**Exercise:**
Every line from the one with "box: [87, 14, 170, 40]" to the end of the entries, both included, is to be copied exactly; the other lines stay out.
============================================================
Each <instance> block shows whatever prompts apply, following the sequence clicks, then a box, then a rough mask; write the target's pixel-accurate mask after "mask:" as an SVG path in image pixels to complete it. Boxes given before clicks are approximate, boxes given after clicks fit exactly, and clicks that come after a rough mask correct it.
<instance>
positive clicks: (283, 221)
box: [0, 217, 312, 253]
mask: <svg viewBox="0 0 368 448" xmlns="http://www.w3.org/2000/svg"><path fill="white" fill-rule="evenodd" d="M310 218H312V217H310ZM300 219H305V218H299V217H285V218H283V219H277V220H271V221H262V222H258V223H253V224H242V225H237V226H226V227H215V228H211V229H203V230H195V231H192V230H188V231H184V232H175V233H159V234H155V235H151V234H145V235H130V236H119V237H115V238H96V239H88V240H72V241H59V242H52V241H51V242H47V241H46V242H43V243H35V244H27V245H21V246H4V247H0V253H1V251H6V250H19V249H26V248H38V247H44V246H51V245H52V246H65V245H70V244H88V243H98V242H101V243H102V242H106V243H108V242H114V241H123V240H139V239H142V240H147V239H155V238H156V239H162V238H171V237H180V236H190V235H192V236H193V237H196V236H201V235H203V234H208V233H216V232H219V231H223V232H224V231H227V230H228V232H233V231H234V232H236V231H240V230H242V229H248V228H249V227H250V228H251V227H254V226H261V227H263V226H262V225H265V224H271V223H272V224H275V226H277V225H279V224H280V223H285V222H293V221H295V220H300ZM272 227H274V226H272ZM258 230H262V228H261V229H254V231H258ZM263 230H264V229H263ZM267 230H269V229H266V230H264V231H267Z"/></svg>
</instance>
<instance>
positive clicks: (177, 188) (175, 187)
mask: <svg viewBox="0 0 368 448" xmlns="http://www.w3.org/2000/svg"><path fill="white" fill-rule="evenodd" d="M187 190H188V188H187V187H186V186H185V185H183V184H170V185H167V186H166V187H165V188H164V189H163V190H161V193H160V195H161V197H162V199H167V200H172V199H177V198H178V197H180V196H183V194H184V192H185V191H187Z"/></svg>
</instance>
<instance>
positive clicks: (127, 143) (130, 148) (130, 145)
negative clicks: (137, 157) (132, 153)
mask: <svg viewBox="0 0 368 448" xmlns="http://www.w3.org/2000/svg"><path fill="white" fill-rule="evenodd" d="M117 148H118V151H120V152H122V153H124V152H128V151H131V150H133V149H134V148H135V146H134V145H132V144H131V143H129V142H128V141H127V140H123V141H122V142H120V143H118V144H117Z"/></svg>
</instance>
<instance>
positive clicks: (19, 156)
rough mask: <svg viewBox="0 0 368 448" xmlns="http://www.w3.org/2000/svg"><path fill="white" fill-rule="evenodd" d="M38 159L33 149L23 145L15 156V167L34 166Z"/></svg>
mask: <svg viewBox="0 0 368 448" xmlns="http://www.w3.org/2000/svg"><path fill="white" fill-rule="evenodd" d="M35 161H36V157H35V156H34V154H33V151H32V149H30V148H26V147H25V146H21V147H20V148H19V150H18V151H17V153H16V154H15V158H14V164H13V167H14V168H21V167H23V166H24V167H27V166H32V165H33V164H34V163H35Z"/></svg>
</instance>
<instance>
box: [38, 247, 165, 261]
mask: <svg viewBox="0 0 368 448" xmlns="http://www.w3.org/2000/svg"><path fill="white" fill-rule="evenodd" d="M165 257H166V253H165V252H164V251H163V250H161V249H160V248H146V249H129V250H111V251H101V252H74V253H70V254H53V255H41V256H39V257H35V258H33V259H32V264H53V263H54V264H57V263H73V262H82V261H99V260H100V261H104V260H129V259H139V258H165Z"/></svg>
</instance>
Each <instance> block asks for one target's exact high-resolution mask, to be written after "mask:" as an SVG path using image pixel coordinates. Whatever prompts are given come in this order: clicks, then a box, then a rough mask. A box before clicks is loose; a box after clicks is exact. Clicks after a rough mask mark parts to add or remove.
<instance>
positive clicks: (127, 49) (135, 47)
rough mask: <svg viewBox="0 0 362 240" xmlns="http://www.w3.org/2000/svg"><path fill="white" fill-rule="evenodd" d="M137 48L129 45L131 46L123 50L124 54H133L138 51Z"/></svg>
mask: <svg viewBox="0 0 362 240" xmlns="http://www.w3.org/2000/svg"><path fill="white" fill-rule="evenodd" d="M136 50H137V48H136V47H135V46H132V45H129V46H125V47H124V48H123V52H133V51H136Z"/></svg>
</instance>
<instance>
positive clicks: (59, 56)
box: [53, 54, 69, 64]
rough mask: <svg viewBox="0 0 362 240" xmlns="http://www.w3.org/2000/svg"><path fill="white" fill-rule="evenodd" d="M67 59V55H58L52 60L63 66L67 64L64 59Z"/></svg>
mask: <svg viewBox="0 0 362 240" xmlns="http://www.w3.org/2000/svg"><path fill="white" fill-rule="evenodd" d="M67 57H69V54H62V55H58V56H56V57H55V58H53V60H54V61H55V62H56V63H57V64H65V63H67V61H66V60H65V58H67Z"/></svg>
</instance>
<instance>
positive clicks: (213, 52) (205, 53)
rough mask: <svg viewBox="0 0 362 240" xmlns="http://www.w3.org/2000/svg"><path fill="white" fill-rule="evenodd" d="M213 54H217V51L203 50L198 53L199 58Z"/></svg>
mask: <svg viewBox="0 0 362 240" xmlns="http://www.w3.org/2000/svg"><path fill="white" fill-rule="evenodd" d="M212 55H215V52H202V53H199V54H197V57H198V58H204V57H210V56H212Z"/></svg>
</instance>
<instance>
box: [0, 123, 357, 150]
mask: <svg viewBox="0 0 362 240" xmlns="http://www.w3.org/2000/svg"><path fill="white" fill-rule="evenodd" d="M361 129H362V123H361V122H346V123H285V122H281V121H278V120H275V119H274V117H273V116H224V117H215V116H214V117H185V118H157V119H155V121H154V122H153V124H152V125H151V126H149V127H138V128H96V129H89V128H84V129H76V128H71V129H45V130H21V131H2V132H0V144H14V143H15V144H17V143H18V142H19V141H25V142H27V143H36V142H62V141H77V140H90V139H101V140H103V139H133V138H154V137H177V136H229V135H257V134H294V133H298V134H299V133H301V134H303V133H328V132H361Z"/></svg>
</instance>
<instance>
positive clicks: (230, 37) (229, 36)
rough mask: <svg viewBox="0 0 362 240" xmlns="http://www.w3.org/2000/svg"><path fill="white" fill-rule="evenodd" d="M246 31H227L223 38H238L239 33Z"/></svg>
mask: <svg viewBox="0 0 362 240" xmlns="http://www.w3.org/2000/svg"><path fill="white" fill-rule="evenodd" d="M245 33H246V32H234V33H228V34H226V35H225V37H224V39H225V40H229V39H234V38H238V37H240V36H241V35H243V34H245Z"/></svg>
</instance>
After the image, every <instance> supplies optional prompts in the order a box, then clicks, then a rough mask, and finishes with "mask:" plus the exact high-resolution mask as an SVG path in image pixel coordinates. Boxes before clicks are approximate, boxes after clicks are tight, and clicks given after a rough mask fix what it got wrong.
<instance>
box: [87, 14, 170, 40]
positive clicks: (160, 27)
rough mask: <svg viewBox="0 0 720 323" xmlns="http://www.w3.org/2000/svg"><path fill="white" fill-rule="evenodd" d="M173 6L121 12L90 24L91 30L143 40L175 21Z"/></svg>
============================================================
**Answer section:**
box: [87, 14, 170, 40]
positive clicks: (160, 27)
rough mask: <svg viewBox="0 0 720 323" xmlns="http://www.w3.org/2000/svg"><path fill="white" fill-rule="evenodd" d="M173 6L121 12L90 24L91 30L143 40L175 21Z"/></svg>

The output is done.